There are at least a dozen Scandinavian clubs or societies in New Zealand and other gatherings have taken place in Norsewood, Masterton, Hastings, New Plymouth, Foxton and Auckland, where the Scandinavian Club (Inc.) was founded in July 1939 (according to its July 1979 newsletter, held in the Hocken Library, Dunedin).

Despite the level of Scandinavian immigration, and the obvious interest in their Scandinavian ancestors shown by many of the members of these clubs and societies, there is but little evidence of an active Scandinavian print culture in New Zealand. George Conrad Petersen (1956) records four short-lived periodicals in Scandinavian languages: Brevduen (The Carrier Pigeon), a religious monthly edited by Edward Nielsen in Mauriceville in 1875; Skandia, a newspaper edited by a Palmerston North bookseller and produced by the Manawatu Times at the end of the same year; and two more religious papers: Pastor Georg Sass's Evangelical Lutheran Monthly (1881), and Pastor D.G.M. Bach's The Scandinavian Lutheran Weekly, which was published alternately in Danish and English from June 1915 until Bach left Mauriceville in 1916.

As regards more literary texts, all Petersen has to offer is poet Lars Andersen Schou, who wrote 'En ny sang' (A new song) in 27 verses in the early years of immigration, and 'Fremad paany' (Onward again) in 1910 (Petersen, pp.114-117).

In contemporary New Zealand literature, Scandinavia is represented solely by texts in English. Yvonne du Fresne (b.1929) makes good use of her cultural heritage in her short stories featuring Astrid Westergaard, a young girl of Danish ancestry growing up in the Manawatū; du Fresne also sets part of her novel Motherland (1996) in Denmark. Carin Svensson (b.1942), on the other hand, is a Swedish immigrant who has chosen to write her own fiction in English, publishing a volume of short stories and a novel before returning to Sweden. She has also contributed to the cultural exchange with her native country by translating Janet Frame's Living in the Maniototo (1979) into Swedish: Bodde alltid i Maniototo (1990).

What printed works in the Scandinavian languages are held by New Zealand libraries? In early 1997, enquiries were sent to public libraries in the four main centres in New Zealand, as well as three other centres. Replies were received from Auckland, Wellington, Christchurch and Invercargill. Auckland Public Library and the Canterbury Public Library have the largest holdings: Auckland held 104 books in all the Scandinavian languages (Danish, Icelandic, Norwegian and Swedish), though only two were in Icelandic, while Canterbury listed 67, with Swedish- and Danish-language books making up the bulk of them. There were only 11 books in Swedish in Wellington, and none in any of these languages in the smaller centre of Invercargill.

By far the most extensive collection of books in the Scandinavian languages is that in the University of Auckland Library. The only university course in Scandinavian studies in New Zealand is that which was set up (as part of the Department of Germanic Languages and Literature) at the University of Auckland in 1965, though Old Icelandic is taught from time to time at other universities (primarily Otago and Massey). Since that time, the library has built up a collection which would be no disgrace to a public library in a reasonable-sized Swedish town.

Instruction A
According to the passage on Scandinavian print culture in New Zealand, in what year was the Scandinavian studies course set up at the University of Auckland?
Instruction B
From the passage on Scandinavian print culture in New Zealand, return the wording from "Despite the level" up to and including "Mauriceville in 1916.".
Instruction C
Render this sentence from the passage on Scandinavian print culture in New Zealand into Spanish: "In contemporary New Zealand literature, Scandinavia is represented solely by texts in English."

Data provided
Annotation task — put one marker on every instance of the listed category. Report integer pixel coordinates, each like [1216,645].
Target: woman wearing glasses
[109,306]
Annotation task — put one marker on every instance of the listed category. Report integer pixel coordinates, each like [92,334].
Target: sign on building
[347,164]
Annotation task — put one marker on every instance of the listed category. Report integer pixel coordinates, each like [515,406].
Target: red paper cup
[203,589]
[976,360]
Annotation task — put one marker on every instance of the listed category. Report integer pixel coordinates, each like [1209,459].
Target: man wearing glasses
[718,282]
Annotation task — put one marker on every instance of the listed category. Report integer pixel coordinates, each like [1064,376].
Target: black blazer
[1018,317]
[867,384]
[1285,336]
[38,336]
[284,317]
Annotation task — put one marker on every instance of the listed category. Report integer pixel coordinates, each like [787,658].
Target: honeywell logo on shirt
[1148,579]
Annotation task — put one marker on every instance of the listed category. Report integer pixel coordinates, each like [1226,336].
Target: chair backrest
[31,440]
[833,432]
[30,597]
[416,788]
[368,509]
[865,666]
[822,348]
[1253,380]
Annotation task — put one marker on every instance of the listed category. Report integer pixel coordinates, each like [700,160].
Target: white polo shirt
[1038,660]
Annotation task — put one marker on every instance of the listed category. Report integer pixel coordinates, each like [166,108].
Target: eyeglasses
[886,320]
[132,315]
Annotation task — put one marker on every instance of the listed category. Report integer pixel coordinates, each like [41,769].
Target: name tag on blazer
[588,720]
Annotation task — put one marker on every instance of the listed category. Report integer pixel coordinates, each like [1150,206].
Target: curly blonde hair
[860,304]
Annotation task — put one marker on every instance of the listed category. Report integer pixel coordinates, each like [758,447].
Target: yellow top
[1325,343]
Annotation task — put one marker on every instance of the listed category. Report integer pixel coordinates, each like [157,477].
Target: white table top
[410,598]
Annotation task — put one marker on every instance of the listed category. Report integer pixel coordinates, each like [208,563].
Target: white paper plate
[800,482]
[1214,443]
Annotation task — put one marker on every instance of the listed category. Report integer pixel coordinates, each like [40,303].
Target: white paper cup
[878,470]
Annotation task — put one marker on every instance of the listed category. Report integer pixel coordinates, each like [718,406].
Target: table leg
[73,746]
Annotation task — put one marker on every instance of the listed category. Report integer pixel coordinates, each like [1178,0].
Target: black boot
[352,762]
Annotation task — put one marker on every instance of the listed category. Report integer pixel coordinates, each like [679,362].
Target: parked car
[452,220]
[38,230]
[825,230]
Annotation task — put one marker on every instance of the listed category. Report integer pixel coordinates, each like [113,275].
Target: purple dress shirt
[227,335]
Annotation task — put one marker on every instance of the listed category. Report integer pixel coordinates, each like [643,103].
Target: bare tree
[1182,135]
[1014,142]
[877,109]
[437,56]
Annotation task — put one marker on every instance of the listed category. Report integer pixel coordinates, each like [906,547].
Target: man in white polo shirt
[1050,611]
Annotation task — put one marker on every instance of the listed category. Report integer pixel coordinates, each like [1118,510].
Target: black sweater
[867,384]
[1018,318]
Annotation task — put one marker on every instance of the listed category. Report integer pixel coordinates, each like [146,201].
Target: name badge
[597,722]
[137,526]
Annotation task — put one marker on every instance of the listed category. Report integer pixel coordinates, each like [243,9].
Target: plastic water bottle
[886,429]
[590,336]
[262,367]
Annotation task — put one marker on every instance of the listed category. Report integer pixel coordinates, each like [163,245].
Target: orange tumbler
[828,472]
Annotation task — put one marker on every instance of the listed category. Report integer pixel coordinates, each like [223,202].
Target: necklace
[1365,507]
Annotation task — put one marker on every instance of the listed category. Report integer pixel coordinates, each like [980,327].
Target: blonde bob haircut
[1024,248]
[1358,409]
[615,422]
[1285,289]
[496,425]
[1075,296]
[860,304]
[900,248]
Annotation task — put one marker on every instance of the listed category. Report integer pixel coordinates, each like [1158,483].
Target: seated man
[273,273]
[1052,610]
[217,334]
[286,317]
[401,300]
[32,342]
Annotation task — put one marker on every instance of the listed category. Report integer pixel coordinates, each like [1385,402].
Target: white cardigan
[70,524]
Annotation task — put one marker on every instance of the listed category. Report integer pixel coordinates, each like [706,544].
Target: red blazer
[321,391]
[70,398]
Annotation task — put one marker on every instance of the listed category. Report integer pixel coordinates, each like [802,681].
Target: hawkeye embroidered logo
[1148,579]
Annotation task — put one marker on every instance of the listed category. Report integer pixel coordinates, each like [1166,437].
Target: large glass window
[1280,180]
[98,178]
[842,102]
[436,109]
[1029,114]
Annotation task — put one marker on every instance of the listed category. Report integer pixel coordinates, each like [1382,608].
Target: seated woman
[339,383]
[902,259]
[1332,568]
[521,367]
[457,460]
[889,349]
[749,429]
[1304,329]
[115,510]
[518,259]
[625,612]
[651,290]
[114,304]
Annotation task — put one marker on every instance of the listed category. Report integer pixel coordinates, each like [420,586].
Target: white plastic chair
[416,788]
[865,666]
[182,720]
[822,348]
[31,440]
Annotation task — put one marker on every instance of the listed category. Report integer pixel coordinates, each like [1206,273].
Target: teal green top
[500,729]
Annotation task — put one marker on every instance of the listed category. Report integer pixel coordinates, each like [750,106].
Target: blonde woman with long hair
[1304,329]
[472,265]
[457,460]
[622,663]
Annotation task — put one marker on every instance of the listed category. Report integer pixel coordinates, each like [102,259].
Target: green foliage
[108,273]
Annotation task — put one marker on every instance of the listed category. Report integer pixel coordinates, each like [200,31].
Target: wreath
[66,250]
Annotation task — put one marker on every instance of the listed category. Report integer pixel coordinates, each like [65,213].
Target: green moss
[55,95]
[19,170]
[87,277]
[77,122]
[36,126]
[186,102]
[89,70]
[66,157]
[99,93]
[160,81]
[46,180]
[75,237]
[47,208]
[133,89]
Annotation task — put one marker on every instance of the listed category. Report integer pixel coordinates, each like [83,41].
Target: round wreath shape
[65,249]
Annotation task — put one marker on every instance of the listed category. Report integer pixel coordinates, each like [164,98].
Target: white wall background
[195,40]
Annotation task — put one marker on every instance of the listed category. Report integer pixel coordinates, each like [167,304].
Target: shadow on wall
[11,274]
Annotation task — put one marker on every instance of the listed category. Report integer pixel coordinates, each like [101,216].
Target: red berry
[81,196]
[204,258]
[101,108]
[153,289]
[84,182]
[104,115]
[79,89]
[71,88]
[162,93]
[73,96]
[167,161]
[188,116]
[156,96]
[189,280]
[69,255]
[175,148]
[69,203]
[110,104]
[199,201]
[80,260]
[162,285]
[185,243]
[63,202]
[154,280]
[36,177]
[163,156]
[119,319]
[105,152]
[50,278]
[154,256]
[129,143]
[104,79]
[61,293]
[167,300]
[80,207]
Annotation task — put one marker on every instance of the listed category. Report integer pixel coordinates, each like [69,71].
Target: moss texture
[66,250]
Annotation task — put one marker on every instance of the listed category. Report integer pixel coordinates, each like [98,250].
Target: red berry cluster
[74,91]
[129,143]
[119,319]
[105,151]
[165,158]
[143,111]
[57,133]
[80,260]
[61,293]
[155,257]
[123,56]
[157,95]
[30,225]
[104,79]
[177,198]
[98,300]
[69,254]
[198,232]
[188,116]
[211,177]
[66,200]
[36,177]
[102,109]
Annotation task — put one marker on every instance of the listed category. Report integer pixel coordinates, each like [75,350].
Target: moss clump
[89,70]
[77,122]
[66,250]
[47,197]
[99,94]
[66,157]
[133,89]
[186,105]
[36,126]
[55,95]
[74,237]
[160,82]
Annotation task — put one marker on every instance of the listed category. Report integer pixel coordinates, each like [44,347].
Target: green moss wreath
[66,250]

Correct result A
1965

Correct result B
Despite the level of Scandinavian immigration, and the obvious interest in their Scandinavian ancestors shown by many of the members of these clubs and societies, there is but little evidence of an active Scandinavian print culture in New Zealand. George Conrad Petersen (1956) records four short-lived periodicals in Scandinavian languages: Brevduen (The Carrier Pigeon), a religious monthly edited by Edward Nielsen in Mauriceville in 1875; Skandia, a newspaper edited by a Palmerston North bookseller and produced by the Manawatu Times at the end of the same year; and two more religious papers: Pastor Georg Sass's Evangelical Lutheran Monthly (1881), and Pastor D.G.M. Bach's The Scandinavian Lutheran Weekly, which was published alternately in Danish and English from June 1915 until Bach left Mauriceville in 1916.

Correct result C
En la literatura neozelandesa contemporánea, Escandinavia está representada únicamente por textos en inglés.